*Work required*. Reproduce every one of the following rows verbatim, from the first through the last.

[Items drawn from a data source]
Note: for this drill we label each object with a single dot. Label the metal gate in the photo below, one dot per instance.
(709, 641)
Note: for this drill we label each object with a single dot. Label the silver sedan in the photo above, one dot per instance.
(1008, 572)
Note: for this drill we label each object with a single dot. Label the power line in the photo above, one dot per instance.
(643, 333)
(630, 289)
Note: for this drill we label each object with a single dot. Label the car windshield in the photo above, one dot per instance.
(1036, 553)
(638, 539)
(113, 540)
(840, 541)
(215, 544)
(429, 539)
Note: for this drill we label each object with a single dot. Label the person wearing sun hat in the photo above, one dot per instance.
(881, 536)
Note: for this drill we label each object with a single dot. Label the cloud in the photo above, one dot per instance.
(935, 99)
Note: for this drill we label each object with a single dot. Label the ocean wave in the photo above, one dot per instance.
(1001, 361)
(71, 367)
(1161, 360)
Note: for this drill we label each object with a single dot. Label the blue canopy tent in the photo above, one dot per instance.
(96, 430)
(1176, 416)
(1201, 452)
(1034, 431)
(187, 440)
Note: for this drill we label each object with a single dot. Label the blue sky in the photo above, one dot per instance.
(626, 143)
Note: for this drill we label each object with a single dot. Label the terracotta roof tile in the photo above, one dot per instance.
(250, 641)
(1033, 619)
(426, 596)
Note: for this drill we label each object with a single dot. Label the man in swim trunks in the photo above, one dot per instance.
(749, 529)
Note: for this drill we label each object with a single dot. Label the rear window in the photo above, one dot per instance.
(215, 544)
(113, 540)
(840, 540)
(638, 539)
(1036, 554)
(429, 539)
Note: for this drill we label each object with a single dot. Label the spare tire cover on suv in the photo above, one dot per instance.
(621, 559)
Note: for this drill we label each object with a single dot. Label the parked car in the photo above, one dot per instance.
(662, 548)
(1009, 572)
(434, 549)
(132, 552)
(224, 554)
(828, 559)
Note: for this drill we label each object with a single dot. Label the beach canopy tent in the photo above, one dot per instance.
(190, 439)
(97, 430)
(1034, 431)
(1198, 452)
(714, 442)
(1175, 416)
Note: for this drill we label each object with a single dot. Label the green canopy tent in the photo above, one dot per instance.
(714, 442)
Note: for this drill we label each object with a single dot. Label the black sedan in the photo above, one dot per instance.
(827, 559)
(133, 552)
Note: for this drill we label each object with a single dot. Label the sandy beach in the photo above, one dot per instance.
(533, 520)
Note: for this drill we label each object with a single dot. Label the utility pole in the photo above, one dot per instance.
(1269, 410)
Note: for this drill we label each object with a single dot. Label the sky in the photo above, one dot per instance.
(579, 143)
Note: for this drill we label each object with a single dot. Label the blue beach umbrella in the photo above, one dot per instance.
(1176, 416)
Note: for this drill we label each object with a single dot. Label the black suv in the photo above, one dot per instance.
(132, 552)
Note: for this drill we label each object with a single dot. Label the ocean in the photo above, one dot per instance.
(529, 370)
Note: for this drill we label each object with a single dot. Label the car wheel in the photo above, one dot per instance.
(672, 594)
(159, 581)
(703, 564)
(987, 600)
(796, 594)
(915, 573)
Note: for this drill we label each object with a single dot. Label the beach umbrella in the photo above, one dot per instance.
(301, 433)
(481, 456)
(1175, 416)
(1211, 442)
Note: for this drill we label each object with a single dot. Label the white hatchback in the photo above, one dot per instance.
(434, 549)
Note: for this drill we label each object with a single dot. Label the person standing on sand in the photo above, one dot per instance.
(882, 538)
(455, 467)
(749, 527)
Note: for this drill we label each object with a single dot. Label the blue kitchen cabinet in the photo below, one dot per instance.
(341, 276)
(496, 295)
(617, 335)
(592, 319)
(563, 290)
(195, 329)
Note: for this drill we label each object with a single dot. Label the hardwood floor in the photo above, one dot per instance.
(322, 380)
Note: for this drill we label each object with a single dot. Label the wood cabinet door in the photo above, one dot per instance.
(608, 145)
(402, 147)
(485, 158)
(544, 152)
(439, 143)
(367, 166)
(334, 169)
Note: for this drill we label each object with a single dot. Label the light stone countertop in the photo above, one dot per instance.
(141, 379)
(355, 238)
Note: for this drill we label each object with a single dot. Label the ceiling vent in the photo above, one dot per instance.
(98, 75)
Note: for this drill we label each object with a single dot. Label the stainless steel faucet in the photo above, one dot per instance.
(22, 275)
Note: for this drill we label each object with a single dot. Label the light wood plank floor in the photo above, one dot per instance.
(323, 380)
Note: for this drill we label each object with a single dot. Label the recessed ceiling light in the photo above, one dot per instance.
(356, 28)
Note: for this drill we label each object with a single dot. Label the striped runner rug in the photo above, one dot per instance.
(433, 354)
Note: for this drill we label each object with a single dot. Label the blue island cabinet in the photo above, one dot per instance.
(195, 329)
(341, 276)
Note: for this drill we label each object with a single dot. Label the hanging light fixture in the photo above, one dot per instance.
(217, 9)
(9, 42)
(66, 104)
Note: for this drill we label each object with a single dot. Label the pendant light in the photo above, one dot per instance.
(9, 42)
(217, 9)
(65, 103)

*Output*.
Note: for this drill we label each object with a single dot. Label the metal gate in the photo below, one dot per instance.
(709, 641)
Note: for this drill we label each object with a single dot. Label the silver sedan in the photo above, one dot per instance.
(1008, 572)
Note: for this drill we label each object with a single dot. Label the power line in the photo above, one dot per instance.
(643, 333)
(630, 289)
Note: for this drill we label each object with a single dot. Label the car windshield in the photo above, one dot per instance.
(1036, 553)
(638, 539)
(113, 540)
(840, 541)
(215, 544)
(429, 539)
Note: for this drill we label each object with a single dot. Label the person wearing sun hat in the photo above, one dot per instance.
(881, 536)
Note: for this drill we label each object with a single dot. Label the cloud in the photo above, one dot per instance.
(935, 99)
Note: for this drill we label each object with a single dot. Label the ocean wave in the photo above, one dot per instance.
(1001, 361)
(71, 367)
(1161, 360)
Note: for this drill we label each object with a single dot. Label the blue canopy tent in the photo above, one dot per instance.
(96, 430)
(1176, 416)
(1201, 452)
(1034, 431)
(187, 440)
Note: for this drill we label each object with a single dot. Label the blue sky in the photo above, one dot per instance.
(626, 143)
Note: for this drill we label each object with a single dot. Label the terracotta roof tile in the photo above, one dot per instance.
(250, 641)
(1033, 619)
(426, 596)
Note: for this drill we label each object with a single dot. Label the man in swim trunks in the photo above, one dot per instance.
(749, 529)
Note: for this drill we label each object with a single dot. Label the rear window in the photo above, one dot per instance.
(215, 544)
(113, 540)
(840, 540)
(638, 539)
(1036, 554)
(429, 539)
Note: for this drill we label each object with a single dot. Label the spare tire cover on suv in the photo above, one dot per instance.
(621, 559)
Note: for this drill we label each object with a single dot. Label the parked car in the photo above, one dot per instance.
(662, 548)
(1009, 572)
(434, 549)
(132, 552)
(224, 554)
(828, 559)
Note: for this drill we label each object with a single dot. Label the beach canopy tent in the photo above, one dot per instance.
(190, 439)
(97, 430)
(1034, 431)
(1198, 452)
(714, 442)
(1175, 416)
Note: for this drill we label each object with a single dot. Label the green canopy tent in the photo above, one dot per instance.
(714, 442)
Note: for this drill we label each object with a single dot. Label the black sedan in the photo above, one dot per instance.
(827, 559)
(133, 552)
Note: for this drill we label each object with a single dot. Label the sandy beach in the photo above, one dot per instance.
(533, 520)
Note: for this drill we label each object with a single dot. Label the utility pole in the photo above, one dot per instance.
(1269, 410)
Note: for this drill we label each object with a single dot. Label the sky in the photo above, one dot per instance.
(579, 143)
Note: for this drill we label each object with a single dot. Label the blue beach umbrella in the photo above, one dot per instance.
(1176, 416)
Note: for this drill we label each object with a single dot. Label the black suv in the photo above, one dot per instance.
(132, 552)
Note: for this drill we label each object with a single dot. Label the ocean in the photo above, one dot per instance.
(529, 370)
Note: for this drill we label each object with a single dot. Label the car wheel in the photo above, one dot per instance.
(672, 594)
(159, 581)
(703, 564)
(987, 600)
(796, 594)
(915, 573)
Note: for this drill we label each object with a single dot. Label the beach umbrella in the photo above, one dot per instance.
(301, 433)
(481, 456)
(1175, 416)
(1211, 442)
Note: for this drill we label each object with a single dot. Label the white hatchback in the photo above, one dot per instance.
(434, 549)
Note: for this drill we label each object with a single dot. Label the person standing on sand in the photo above, one dot per instance.
(882, 538)
(455, 467)
(749, 527)
Note: for this drill we label each object with a single dot. Label the blue kitchen cabinet in the photo below, one dot per instance.
(341, 276)
(496, 295)
(617, 335)
(592, 319)
(563, 290)
(195, 329)
Note: for this drill we label each object with a single dot. Label the hardwood floor in the photo above, one dot per instance.
(322, 380)
Note: for this drill we label each object with a single dot. Label the wood cabinet door in the photo above, one dot per instance.
(608, 145)
(402, 147)
(485, 158)
(544, 152)
(439, 143)
(367, 166)
(334, 169)
Note: for this drill we label each object with a single dot. Label the light stone countertop in the photo above, one dot per instance.
(141, 379)
(355, 238)
Note: for this drill we label each object with a single dot. Label the ceiling vent in the photo above, one dot per instance.
(98, 75)
Note: for this drill we label each object with a single dot. Label the stainless steel faucet in the photo above, one dot per instance.
(22, 275)
Note: for this drill we label each object with a single dot. Label the light wood plank floor in the photo above, one dot per instance.
(323, 380)
Note: for this drill we label each object with a single dot. Label the recessed ceiling light in the photo above, one dot per instance.
(356, 28)
Note: for this drill we label each object with a single dot. Label the striped runner rug in the photo above, one dot per instance.
(433, 354)
Note: for this drill we label each object with a single dot. Label the blue island cabinet in the photo above, one dot per instance.
(195, 329)
(341, 276)
Note: for this drill we label each object with a single dot. Label the hanging light fixture in the photo above, one dot per instance.
(217, 9)
(9, 42)
(66, 104)
Note: for this drill we label each object with a single dot. Label the pendant light in the photo above, one dot per instance.
(9, 42)
(217, 9)
(65, 103)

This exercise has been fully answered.